**Work to be completed:**
Only lines holding the word "umbrella" are wanted from the records; copy all of them.

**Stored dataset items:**
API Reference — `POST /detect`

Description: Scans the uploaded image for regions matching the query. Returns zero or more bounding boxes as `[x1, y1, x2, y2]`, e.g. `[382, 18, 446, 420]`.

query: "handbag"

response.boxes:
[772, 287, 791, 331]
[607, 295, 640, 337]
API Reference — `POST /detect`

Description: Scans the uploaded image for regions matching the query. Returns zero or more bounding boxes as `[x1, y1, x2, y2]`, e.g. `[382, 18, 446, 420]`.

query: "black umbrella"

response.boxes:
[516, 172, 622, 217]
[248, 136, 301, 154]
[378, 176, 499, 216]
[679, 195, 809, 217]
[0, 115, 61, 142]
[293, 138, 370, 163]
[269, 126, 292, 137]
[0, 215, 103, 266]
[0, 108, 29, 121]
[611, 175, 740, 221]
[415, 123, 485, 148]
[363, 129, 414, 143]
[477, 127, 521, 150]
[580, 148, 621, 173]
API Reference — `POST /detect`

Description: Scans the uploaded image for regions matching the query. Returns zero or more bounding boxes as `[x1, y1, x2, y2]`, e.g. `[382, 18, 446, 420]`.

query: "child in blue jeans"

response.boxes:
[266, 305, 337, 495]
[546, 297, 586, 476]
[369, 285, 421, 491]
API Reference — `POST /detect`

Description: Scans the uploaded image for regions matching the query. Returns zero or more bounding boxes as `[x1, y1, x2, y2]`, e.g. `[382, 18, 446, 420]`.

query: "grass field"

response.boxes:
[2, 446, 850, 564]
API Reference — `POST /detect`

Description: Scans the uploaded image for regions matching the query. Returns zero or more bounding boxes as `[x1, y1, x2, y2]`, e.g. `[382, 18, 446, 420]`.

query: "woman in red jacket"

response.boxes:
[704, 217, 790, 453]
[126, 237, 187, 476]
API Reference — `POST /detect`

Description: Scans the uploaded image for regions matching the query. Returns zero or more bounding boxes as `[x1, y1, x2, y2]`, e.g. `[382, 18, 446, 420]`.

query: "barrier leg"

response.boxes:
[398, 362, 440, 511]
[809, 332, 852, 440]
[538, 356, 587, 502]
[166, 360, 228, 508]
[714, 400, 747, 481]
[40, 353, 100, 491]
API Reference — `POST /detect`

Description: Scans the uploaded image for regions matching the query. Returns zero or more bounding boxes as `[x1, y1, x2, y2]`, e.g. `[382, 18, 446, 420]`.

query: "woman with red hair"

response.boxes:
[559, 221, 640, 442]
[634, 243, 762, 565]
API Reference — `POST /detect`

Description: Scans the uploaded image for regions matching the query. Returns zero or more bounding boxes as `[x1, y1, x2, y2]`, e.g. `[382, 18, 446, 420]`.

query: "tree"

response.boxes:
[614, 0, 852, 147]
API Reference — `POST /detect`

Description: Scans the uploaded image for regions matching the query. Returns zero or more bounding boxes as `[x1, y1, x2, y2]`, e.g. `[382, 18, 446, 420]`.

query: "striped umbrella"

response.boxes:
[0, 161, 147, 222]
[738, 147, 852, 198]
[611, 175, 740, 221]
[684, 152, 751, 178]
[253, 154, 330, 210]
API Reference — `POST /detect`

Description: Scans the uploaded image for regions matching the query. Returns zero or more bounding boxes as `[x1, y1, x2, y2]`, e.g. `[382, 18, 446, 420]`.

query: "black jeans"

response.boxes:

**Exercise response:**
query: "black umbrella"
query: "striped umbrella"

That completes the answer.